▸ **Problem requirements**:
Copy out each line of the data that contains "follows".
··· Information provided ···
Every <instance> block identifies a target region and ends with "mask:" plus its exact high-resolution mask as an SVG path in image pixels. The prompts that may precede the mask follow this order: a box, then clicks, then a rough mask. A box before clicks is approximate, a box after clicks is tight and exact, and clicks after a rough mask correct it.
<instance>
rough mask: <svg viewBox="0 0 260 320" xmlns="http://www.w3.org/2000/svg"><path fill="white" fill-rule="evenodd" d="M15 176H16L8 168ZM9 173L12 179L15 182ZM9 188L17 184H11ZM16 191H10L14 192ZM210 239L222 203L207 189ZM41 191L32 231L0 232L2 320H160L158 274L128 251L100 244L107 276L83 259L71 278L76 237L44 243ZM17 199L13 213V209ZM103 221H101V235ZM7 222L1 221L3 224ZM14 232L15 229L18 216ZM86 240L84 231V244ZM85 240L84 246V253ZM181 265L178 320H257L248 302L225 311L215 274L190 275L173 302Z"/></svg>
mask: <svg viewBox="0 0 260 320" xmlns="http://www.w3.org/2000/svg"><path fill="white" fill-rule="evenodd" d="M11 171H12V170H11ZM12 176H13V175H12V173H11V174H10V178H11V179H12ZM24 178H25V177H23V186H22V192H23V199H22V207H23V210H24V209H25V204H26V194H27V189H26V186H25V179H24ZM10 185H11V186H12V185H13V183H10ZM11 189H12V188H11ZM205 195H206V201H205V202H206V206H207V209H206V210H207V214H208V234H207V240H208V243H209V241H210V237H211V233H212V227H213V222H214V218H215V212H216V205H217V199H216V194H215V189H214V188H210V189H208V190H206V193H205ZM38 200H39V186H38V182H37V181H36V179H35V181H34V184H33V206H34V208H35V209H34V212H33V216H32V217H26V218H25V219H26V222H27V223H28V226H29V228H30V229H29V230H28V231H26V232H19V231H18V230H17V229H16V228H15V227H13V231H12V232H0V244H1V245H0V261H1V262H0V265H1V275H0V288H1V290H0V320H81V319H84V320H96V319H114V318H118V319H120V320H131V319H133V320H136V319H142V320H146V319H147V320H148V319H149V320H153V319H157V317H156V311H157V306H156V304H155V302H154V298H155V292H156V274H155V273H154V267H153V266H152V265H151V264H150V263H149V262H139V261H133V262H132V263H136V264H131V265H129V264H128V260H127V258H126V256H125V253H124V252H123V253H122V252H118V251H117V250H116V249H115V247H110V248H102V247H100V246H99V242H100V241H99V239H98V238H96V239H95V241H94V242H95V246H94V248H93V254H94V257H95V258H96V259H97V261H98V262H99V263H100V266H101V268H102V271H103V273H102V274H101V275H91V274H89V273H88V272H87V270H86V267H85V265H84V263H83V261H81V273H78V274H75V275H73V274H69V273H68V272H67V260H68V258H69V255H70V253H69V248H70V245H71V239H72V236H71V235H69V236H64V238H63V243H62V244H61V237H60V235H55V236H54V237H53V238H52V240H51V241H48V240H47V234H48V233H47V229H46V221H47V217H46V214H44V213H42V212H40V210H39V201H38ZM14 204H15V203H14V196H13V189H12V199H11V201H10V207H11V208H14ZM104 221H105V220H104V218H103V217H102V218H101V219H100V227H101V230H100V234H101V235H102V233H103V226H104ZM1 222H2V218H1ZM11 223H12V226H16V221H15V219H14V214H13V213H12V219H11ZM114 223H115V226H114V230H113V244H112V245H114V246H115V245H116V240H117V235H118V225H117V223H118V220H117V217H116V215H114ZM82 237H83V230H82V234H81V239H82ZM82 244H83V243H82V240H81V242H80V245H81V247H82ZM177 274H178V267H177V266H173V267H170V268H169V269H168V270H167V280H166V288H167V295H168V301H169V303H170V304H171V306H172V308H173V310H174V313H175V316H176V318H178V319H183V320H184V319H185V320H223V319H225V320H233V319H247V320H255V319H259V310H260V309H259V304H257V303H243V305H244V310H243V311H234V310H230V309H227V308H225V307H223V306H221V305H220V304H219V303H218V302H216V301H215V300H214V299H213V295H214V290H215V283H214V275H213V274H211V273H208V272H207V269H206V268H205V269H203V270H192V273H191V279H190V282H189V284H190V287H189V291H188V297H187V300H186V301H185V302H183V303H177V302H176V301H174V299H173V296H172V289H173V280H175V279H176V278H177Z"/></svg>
···
··· Information provided ···
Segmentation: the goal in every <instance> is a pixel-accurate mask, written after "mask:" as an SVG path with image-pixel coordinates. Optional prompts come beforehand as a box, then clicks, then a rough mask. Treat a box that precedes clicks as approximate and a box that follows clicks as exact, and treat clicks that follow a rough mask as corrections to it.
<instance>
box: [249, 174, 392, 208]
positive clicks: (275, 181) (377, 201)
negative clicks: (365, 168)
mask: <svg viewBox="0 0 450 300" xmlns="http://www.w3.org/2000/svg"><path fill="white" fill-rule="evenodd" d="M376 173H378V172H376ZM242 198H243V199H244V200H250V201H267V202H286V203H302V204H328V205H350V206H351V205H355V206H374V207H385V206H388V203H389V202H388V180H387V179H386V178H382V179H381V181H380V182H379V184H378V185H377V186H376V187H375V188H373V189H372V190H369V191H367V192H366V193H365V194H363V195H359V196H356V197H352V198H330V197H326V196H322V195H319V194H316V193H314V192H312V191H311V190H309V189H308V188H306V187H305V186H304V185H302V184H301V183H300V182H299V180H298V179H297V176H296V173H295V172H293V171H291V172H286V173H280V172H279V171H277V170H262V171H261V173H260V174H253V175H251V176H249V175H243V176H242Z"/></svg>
···
··· Information provided ···
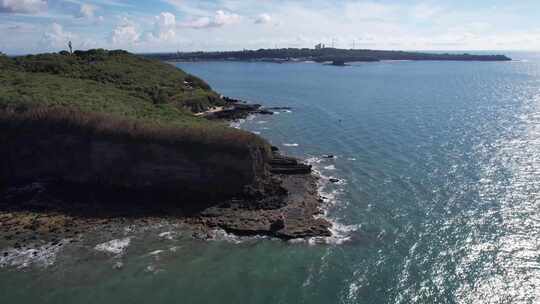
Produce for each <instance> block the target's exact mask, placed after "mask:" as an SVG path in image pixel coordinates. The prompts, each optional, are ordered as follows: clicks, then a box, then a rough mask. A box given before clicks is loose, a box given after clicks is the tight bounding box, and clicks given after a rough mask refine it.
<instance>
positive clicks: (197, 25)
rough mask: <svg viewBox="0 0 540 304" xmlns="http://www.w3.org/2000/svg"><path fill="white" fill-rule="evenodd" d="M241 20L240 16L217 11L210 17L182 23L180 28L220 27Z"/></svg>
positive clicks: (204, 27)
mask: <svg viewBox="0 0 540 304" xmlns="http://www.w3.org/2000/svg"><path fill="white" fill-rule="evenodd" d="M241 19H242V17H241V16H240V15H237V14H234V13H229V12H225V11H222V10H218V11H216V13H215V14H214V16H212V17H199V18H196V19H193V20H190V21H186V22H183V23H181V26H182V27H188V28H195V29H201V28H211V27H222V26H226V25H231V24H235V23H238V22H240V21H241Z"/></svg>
···
▸ **The answer**:
Segmentation: the goal in every <instance> is a pixel-accurate mask, written after "mask:" as an SVG path with image-pixel coordinates. Optional prompts come beforehand as a box, then clicks, then a rough mask. Treat a box that precedes clicks as approximate and a box that follows clicks as exact, and treat clicks that follow a rough mask as corrections to it.
Produce for each <instance> block the target's exact mask, placed after "mask:" as an SVG path in image pixel coordinates. The prompts, each optional, are ordered as follows: clicks, then a box, then a rough mask. A box given before clicks is loose, a box given after clicks is the tight bounding box, and clicks given after a rough mask refine it.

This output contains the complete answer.